=== Extract provided ===

- - -

CrR 4.7(e) deals with disclosure of material and information under circumstances other than those described in CrR 4.7(a)(1), namely, where the prosecutor does not intend to use the material or information in the hearing or trial and where the evidence was not obtained from or does not belong to the defendant. Significantly, it places the burden of showing reasonableness and materiality on the defendant.

¶9 CrR 4.7(a)(l)(v) identifies what material and information must be disclosed. The rule, at the very least, requires disclosure of “any books, papers, documents, photographs, or tangible objects” which the prosecutor intends to use at trial. CrR 4.7(a)(l)(v). This rule could not be any clearer in establishing what the State must disclose, and this is precisely the type of evidence involved in these cases. The evident purpose of the disclosure requirement is to protect the defendant’s interests in getting meaningful access to evidence supporting the criminal charges in order to effectively prepare for trial and provide adequate representation. The evidence is offered to substantiate the criminal charges. We hold that CrR 4.7(a) controls the issue raised in these cases.

¶10 Having addressed CrR 4.7(a)’s applicability, we come to the State’s argument that it need not make copies. The State argues that even if CrR 4.7(a) controls, that rule does not require prosecutors to duplicate every single item they intend to use at trial and provide a copy to the defense. *433State’s Consol. Suppl. Br. at 9-10. It argues that disclosure means only acknowledging the existence of seized evidence. State’s Consol. Suppl. Br. at 10 (citing State v. Penn, 23 Wn. App. 202, 596 P.2d 1341 (1979)).3 The State supports its argument by asserting that withholding copies advances the child’s interests by limiting the risk of victimization through further dissemination of the sexual crimes depicted in the evidence.

¶11 CrR 4.7 does not define “disclose.” But the general usage of “disclose,” the policies underlying the rules, and the provisions of CrR 4.7 indicate that “disclose” includes making copies of certain kinds of evidence.

- - -

=== Information given ===
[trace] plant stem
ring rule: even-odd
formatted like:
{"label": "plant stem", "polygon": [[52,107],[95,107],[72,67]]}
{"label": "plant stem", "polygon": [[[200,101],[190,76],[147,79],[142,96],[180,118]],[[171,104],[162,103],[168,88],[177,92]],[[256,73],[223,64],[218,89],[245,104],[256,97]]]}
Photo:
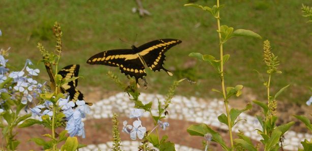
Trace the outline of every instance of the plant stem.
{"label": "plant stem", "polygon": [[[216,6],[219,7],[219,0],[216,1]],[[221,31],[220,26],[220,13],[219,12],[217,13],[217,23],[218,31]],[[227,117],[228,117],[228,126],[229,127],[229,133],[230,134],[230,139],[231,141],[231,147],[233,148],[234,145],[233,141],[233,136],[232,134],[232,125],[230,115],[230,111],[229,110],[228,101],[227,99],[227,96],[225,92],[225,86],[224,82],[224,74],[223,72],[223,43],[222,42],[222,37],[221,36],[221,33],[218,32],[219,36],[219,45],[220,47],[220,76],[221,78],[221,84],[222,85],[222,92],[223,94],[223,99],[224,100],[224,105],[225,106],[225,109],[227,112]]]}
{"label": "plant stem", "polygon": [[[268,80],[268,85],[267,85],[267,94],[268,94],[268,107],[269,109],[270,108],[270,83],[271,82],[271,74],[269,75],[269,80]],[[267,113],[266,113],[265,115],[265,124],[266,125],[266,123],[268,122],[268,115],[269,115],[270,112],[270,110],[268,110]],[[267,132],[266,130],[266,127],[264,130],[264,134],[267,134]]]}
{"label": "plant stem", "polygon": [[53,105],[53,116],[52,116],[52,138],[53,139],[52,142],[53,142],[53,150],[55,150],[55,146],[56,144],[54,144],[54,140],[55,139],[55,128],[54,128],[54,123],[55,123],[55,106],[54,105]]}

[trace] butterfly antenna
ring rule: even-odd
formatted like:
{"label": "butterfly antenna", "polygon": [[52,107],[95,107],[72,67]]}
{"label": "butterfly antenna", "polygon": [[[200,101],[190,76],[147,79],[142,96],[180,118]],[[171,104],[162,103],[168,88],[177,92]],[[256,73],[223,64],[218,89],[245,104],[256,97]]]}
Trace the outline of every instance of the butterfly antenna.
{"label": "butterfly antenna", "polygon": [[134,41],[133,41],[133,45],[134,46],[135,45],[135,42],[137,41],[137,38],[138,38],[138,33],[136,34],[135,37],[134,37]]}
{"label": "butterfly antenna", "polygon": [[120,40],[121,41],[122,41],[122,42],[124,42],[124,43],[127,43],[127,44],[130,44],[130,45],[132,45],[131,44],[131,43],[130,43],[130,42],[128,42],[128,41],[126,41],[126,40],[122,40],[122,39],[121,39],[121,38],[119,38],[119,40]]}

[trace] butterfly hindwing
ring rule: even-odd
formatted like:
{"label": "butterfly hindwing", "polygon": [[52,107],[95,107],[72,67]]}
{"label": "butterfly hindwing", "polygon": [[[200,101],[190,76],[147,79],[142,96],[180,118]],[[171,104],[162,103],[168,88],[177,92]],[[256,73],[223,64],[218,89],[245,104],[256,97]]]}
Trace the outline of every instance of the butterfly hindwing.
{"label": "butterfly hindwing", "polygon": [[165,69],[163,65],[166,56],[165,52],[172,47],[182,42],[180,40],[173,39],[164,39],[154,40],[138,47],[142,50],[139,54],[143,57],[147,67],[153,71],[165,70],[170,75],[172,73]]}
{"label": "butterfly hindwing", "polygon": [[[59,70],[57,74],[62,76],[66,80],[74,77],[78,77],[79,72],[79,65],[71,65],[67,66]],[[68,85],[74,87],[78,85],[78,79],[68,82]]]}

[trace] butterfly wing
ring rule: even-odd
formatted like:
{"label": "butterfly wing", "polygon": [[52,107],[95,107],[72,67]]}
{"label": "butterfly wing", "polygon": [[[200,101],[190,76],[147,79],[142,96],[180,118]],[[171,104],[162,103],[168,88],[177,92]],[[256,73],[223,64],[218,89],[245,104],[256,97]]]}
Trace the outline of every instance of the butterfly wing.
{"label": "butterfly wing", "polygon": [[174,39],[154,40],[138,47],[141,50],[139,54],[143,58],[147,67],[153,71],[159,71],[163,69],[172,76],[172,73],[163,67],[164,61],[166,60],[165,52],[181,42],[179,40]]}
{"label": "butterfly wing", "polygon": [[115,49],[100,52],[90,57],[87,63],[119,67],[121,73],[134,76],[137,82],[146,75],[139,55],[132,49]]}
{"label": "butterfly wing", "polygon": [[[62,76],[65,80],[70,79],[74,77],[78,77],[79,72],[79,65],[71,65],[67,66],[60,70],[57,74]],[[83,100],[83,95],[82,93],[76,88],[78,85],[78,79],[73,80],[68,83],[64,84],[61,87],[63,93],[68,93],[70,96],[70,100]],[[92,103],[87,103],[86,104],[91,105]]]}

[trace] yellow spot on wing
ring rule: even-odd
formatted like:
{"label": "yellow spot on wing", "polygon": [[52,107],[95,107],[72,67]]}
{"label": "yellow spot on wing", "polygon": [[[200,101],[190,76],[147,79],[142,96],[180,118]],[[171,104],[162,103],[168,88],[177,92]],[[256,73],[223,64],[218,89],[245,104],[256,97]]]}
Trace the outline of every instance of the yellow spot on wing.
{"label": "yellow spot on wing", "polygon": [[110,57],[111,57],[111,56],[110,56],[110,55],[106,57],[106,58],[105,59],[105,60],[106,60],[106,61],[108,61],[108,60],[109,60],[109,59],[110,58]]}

- - -

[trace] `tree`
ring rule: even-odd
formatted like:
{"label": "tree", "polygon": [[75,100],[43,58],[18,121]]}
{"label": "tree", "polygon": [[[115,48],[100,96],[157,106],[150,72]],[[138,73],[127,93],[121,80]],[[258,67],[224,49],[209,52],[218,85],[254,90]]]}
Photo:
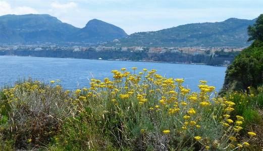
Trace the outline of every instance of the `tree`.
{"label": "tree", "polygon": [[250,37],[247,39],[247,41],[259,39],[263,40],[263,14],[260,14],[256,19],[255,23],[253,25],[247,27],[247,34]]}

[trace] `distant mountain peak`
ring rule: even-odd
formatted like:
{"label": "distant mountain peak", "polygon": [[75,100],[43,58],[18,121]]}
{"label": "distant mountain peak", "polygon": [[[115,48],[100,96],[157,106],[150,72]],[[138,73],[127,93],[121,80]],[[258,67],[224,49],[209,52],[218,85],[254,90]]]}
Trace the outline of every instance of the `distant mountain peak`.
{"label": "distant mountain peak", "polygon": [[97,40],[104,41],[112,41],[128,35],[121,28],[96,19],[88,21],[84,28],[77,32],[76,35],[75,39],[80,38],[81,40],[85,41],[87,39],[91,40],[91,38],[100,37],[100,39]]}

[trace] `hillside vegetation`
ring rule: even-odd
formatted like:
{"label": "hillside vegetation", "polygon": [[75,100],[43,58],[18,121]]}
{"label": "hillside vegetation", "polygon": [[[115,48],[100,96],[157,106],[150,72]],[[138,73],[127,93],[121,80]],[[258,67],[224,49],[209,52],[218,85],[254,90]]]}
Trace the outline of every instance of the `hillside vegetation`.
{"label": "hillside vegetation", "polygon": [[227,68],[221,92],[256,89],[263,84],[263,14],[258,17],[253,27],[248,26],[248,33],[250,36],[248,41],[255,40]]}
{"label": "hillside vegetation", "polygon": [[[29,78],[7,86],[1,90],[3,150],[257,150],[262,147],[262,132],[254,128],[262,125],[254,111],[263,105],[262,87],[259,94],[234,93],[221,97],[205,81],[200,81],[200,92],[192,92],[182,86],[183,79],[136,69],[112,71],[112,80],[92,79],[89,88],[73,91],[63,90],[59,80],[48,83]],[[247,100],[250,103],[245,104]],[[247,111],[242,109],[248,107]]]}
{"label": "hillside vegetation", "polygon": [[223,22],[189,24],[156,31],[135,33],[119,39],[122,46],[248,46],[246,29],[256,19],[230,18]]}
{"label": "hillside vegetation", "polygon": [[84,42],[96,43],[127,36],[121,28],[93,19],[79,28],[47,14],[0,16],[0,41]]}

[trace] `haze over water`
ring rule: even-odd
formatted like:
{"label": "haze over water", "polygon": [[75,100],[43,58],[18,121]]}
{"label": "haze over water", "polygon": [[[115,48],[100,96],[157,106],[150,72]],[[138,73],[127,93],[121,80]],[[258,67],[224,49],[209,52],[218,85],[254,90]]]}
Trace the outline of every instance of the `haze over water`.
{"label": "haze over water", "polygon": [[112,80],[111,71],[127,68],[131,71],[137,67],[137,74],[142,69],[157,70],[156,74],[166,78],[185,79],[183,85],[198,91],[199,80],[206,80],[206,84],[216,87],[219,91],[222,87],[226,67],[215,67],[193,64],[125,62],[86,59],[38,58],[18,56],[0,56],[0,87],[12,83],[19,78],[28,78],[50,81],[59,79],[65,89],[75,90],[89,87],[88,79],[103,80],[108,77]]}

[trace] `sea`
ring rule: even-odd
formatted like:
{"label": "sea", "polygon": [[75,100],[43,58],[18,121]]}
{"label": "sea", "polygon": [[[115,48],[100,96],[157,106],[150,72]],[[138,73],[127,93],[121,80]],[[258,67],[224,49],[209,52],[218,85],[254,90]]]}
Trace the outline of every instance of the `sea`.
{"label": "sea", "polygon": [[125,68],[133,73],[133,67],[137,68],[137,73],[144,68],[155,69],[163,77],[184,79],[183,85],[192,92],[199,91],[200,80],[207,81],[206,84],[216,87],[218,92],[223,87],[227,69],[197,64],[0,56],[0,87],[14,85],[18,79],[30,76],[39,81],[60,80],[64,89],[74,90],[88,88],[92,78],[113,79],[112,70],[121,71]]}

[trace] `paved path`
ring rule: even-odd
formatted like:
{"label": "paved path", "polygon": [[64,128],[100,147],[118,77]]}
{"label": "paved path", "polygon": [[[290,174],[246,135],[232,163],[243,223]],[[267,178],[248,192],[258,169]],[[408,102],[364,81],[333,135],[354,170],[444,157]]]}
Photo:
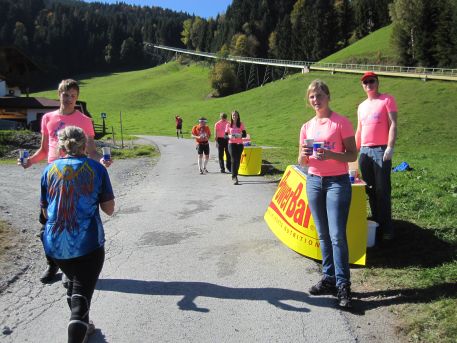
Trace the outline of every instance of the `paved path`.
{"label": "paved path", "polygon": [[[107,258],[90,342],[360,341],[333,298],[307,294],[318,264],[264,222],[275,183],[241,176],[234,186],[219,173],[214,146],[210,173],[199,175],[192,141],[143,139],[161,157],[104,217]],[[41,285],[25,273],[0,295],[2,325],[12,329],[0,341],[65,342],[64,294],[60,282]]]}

- - -

=== The tasks ===
1. Answer these questions about the excerpt on criminal discovery rule CrR 4.7:
(a) On whom does CrR 4.7(e) place the burden of showing reasonableness and materiality?
(b) Which case does the State cite for its claim that disclosure means only acknowledging the existence of seized evidence?
(c) Does CrR 4.7 define "disclose"?
2. Return the lines of the rows from the line with "[trace] butterfly wing" through the line with "Trace the outline of every instance of the butterfly wing.", both included, without any changes.
The rows have no connection to the text.

=== Results for each task ===
1.
(a) The defendant.
(b) State v. Penn, 23 Wn. App. 202, 596 P.2d 1341 (1979).
(c) No.

2.
[trace] butterfly wing
ring rule: even-odd
formatted like:
{"label": "butterfly wing", "polygon": [[52,107],[95,107],[72,67]]}
{"label": "butterfly wing", "polygon": [[[200,101],[190,76],[147,79],[142,96],[180,118]],[[171,104],[162,103],[168,88],[177,92]],[[256,73],[223,64],[218,89],[245,104],[256,97]]]}
Trace the outline of every instance of the butterfly wing.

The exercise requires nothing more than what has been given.